**Task 1:** Pull out every line of the records below that contains the string "helmet", copying each line in full.

**Text excerpt:**
+ + + + + + +

Turkey blamed Kurdish militants for the Blast in Istanbul that killed six people. According to details police detained 47 people including a Syrian woman suspected of planting the bomb.
No group has claimed responsibility so far for Sunday’s blast on the busy pedestrian Istiklal Avenue, and the Kurdistan Workers Party (PKK) and Kurdish-led Syrian Democratic Forces (SDF) denied involvement in it.
The explosion wounded 81 people, sending debris flying into the air and hundreds of shoppers, tourists, and families fleeing from the scene. Interior Minister Suleyman Soylu said the PKK and the Syrian Kurdish YPG militia were responsible for the blast, an incident that recalled Turks similar attacks in years past.
Ankara says the YPG is a wing of the PKK. The United States has supported the YPG in the conflict in Syria, stoking friction between NATO allies.
As international condemnation of the attack poured in, Soylu, a fierce critic of Washington, likened U.S. condolences for the victims to “the murderer arriving as one of the first at the scene of the crime”.

+ + + + + + +

**Task 2:** Extract everything from "No group has" down to "between NATO allies." in the Istanbul blast report above, without altering a character.

+ + + + + + +

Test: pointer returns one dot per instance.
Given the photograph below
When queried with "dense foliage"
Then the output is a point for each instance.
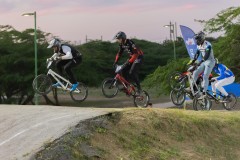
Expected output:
(17, 57)
(226, 48)
(17, 61)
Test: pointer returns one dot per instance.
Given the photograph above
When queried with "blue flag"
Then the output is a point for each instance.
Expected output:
(188, 37)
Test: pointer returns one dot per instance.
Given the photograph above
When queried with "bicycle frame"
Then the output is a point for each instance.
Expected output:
(57, 77)
(125, 83)
(192, 84)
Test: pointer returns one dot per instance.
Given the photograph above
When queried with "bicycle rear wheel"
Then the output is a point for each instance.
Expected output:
(202, 104)
(231, 103)
(177, 80)
(177, 97)
(42, 84)
(110, 87)
(141, 100)
(80, 94)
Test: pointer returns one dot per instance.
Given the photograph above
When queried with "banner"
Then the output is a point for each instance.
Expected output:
(188, 37)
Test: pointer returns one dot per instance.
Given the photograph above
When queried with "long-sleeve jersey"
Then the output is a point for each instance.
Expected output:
(222, 71)
(67, 51)
(206, 51)
(135, 54)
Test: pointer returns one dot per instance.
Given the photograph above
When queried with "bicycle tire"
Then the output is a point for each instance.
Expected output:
(230, 105)
(80, 94)
(177, 97)
(110, 87)
(175, 81)
(42, 84)
(205, 104)
(142, 100)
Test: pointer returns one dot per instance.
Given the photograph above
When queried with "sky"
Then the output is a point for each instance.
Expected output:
(73, 20)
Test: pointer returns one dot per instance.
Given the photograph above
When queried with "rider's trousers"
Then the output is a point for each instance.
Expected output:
(218, 84)
(206, 67)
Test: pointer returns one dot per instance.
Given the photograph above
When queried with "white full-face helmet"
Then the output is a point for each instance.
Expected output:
(54, 43)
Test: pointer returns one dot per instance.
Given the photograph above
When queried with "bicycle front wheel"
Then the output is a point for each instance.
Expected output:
(142, 100)
(80, 94)
(231, 102)
(202, 104)
(42, 84)
(110, 87)
(177, 80)
(177, 97)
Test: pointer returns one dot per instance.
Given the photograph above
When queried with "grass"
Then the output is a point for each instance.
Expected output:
(172, 134)
(154, 134)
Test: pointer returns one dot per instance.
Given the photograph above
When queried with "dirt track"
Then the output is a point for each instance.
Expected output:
(24, 129)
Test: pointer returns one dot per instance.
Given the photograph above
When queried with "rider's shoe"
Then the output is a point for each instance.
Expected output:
(56, 85)
(74, 87)
(138, 93)
(202, 96)
(227, 98)
(188, 89)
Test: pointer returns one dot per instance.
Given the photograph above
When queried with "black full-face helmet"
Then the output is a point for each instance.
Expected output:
(200, 37)
(216, 61)
(120, 35)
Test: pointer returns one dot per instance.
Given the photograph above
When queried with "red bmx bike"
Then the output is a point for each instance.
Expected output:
(111, 87)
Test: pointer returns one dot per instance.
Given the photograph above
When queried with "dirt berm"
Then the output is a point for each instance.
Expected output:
(151, 134)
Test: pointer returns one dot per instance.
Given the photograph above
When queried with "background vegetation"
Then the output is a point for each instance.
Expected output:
(17, 57)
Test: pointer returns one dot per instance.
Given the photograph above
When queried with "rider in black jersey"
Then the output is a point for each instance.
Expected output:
(67, 57)
(134, 62)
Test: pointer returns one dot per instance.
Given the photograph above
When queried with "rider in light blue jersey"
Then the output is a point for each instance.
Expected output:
(204, 49)
(225, 77)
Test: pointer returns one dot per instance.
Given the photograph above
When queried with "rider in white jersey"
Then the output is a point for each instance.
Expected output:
(204, 49)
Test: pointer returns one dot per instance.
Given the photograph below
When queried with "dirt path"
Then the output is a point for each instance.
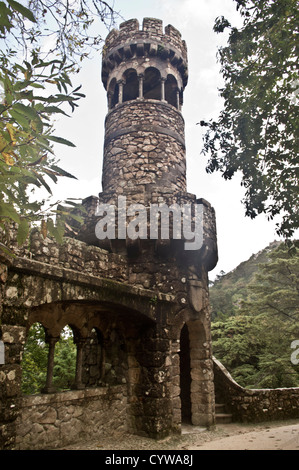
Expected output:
(266, 436)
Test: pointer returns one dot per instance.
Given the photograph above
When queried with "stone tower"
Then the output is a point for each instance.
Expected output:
(136, 300)
(145, 72)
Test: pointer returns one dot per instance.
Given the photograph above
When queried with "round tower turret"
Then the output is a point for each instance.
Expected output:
(144, 72)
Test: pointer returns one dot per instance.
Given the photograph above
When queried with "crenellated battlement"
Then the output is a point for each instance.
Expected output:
(130, 42)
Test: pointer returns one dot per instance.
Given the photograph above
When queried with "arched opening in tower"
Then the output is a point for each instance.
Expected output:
(131, 85)
(152, 84)
(171, 89)
(185, 376)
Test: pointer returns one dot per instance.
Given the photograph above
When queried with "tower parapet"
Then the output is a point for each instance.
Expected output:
(150, 42)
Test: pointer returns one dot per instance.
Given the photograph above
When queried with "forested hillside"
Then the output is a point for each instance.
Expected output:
(255, 318)
(227, 291)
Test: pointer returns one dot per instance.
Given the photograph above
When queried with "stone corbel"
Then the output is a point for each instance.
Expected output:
(196, 294)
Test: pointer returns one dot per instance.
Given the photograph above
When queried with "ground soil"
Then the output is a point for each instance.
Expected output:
(282, 435)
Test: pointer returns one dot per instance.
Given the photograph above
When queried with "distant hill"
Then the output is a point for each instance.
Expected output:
(228, 290)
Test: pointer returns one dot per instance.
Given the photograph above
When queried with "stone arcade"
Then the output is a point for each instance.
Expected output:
(138, 308)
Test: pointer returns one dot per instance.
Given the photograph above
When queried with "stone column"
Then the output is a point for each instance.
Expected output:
(49, 387)
(120, 91)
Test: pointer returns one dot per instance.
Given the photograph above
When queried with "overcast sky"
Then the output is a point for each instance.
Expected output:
(238, 236)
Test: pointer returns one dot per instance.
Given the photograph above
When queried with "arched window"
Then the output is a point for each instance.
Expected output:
(152, 84)
(131, 85)
(171, 91)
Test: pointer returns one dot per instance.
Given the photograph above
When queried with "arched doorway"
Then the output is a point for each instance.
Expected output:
(185, 376)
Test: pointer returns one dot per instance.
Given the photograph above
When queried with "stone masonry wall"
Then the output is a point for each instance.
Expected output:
(255, 405)
(144, 144)
(60, 419)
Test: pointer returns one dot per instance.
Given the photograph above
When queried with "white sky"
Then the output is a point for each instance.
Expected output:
(238, 236)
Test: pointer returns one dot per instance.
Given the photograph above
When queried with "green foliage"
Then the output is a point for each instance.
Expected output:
(41, 44)
(256, 134)
(65, 362)
(26, 155)
(254, 342)
(34, 361)
(230, 290)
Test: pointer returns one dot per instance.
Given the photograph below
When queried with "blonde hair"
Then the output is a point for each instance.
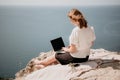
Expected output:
(76, 14)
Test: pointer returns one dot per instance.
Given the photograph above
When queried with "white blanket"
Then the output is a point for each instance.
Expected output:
(60, 72)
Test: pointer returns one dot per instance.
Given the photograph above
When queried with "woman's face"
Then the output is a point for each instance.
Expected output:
(74, 20)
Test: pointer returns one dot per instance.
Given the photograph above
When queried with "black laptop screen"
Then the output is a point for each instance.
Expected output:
(57, 43)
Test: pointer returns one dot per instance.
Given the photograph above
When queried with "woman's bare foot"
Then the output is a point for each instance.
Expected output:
(39, 66)
(37, 62)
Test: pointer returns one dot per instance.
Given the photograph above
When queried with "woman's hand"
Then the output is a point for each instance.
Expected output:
(66, 49)
(72, 48)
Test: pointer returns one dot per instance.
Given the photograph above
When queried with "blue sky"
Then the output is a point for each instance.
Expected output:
(59, 2)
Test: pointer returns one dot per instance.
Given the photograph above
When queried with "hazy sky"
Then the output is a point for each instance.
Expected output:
(59, 2)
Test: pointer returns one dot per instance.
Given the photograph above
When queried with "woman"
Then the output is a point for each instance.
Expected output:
(80, 42)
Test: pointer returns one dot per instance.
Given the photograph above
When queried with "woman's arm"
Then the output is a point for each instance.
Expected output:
(72, 48)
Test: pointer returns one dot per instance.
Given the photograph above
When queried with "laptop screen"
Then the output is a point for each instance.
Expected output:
(57, 44)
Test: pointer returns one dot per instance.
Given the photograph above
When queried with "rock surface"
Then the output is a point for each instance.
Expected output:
(108, 66)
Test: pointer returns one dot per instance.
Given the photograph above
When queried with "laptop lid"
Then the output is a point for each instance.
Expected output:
(57, 44)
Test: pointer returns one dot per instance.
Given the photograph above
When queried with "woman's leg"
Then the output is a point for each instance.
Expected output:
(49, 60)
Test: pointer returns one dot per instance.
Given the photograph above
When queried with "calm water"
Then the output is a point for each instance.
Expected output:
(25, 31)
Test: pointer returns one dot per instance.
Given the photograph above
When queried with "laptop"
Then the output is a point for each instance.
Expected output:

+ + + + + + +

**Full solution 1:**
When queried with "white full-face helmet"
When queried with "black full-face helmet"

**Full solution 2:**
No group has claimed responsibility so far for Sunday’s blast on the busy pedestrian Istiklal Avenue, and the Kurdistan Workers Party (PKK) and Kurdish-led Syrian Democratic Forces (SDF) denied involvement in it.
The explosion wounded 81 people, sending debris flying into the air and hundreds of shoppers, tourists, and families fleeing from the scene. Interior Minister Suleyman Soylu said the PKK and the Syrian Kurdish YPG militia were responsible for the blast, an incident that recalled Turks similar attacks in years past.
Ankara says the YPG is a wing of the PKK. The United States has supported the YPG in the conflict in Syria, stoking friction between NATO allies.